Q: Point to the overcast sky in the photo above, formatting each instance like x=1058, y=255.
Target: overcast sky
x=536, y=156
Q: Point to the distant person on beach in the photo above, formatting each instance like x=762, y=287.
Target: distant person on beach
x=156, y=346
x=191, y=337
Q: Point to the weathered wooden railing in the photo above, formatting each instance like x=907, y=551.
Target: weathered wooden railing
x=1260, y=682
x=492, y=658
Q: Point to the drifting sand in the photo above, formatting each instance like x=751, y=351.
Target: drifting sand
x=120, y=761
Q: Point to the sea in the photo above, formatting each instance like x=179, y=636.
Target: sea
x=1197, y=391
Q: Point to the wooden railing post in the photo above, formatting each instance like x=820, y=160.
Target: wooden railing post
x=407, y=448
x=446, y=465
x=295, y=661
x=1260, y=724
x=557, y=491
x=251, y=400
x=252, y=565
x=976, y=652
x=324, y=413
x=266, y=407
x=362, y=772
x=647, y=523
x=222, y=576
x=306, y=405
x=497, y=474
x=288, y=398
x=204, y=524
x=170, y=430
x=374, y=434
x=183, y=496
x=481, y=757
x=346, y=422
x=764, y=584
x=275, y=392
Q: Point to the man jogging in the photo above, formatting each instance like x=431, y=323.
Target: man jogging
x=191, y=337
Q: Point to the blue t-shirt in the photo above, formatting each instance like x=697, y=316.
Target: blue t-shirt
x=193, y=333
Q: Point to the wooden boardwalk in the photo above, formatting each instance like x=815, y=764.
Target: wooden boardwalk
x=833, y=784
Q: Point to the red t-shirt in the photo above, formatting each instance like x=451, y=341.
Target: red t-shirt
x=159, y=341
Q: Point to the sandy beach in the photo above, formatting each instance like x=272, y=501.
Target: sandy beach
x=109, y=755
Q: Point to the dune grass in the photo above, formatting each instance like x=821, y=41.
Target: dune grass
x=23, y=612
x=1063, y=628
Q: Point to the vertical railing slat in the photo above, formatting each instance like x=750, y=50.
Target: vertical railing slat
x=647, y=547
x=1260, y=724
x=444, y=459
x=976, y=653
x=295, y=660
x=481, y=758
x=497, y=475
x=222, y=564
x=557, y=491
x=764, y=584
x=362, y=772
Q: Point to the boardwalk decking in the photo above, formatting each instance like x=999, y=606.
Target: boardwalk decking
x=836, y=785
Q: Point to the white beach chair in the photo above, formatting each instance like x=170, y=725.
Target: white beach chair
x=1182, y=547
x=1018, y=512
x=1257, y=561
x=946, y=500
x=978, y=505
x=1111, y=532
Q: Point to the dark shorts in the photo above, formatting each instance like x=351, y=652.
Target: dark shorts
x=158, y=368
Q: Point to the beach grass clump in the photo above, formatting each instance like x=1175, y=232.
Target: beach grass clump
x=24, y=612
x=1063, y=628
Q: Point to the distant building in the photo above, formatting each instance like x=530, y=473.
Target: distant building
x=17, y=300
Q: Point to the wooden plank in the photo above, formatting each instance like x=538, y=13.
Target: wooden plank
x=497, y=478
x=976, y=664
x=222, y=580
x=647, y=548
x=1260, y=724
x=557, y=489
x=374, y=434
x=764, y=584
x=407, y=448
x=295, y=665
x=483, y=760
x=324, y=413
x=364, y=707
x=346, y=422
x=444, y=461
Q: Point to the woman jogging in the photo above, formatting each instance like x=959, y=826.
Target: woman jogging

◇ ◇ ◇ ◇

◆ **TO DO**: Copy every item above word for word, keeping all lines in their original order.

◆ **TASK RESULT**:
Q: Point to the overcast sky in the photo above, formatting each instance like x=1058, y=255.
Target: overcast sky
x=536, y=156
Q: Point to the distant person on beach in the photo above, formatting each instance like x=762, y=287.
Target: distant person on beach
x=156, y=346
x=191, y=337
Q: Point to the weathered wooden railing in the photo above, formatting each instance like x=907, y=551.
Target: weathered wooden railing
x=1260, y=682
x=492, y=658
Q: Point to the drifting sand in the photo above, formatting each instance like x=751, y=351.
Target: drifting sand
x=120, y=761
Q: Point to the sea in the photo above, formatting each instance like x=179, y=636.
Target: sea
x=1197, y=391
Q: Point to the wooden railing post in the photo above, formatting each instance like x=820, y=160.
Target: wooden railing post
x=407, y=448
x=446, y=465
x=295, y=661
x=1260, y=724
x=557, y=491
x=251, y=400
x=252, y=565
x=976, y=652
x=324, y=413
x=266, y=407
x=362, y=772
x=647, y=523
x=222, y=576
x=306, y=405
x=497, y=474
x=288, y=398
x=204, y=524
x=170, y=430
x=374, y=434
x=183, y=496
x=481, y=757
x=346, y=422
x=764, y=584
x=275, y=392
Q: Point to the man jogging in the photo above, formatting each instance like x=431, y=323.
Target: man jogging
x=191, y=337
Q: Point to the blue t-shirt in the photo above, formatting each instance like x=697, y=316.
Target: blue t-shirt
x=193, y=333
Q: Point to the wooden boardwalk in the photo above, formatting each instance like x=815, y=764.
Target: wooden boardwalk
x=833, y=784
Q: Point to the red t-shirt in the photo above, formatting each instance like x=451, y=341.
Target: red t-shirt
x=159, y=341
Q: Point to the sandy beach in the photo above, formatting each instance like x=272, y=501.
Target: sandy beach
x=109, y=755
Q: Point to the dune grass in the photo above, formatting each instance like x=821, y=41.
Target: dune grass
x=23, y=612
x=1063, y=628
Q: Point to the vertical railing slat in the photo above, formatting each instance like x=750, y=50.
Target: vertical railing slat
x=647, y=547
x=1260, y=724
x=444, y=459
x=976, y=653
x=295, y=660
x=481, y=758
x=497, y=475
x=222, y=564
x=557, y=491
x=764, y=584
x=362, y=772
Q: Point to the boardwalk decking in the photo above, formatting each instance like x=999, y=606.
Target: boardwalk decking
x=836, y=785
Q: Point to the white beach chair in the photo above, formatting each instance like x=170, y=725.
Target: white beach chair
x=1182, y=547
x=1018, y=512
x=1257, y=561
x=946, y=500
x=978, y=505
x=1111, y=532
Q: Point to the dark shorts in the photo above, formatting each instance like x=351, y=652.
Target: dark shorts
x=158, y=368
Q: Point to the beach grass clump in the photo above, formatting each instance like x=1175, y=232.
Target: beach grass clump
x=24, y=612
x=1063, y=628
Q: Point to the distant building in the photo above, formatting each instance like x=530, y=473.
Target: distant building
x=17, y=300
Q: Point to the wooden plank in the photo above, formatting each instance like x=538, y=13.
Target: wooden plank
x=497, y=478
x=976, y=664
x=222, y=580
x=647, y=548
x=1260, y=724
x=557, y=489
x=374, y=434
x=764, y=584
x=407, y=448
x=295, y=665
x=483, y=760
x=324, y=413
x=364, y=707
x=346, y=422
x=444, y=461
Q: Point to the woman jogging in the photo above, formatting each instance like x=959, y=826.
Target: woman jogging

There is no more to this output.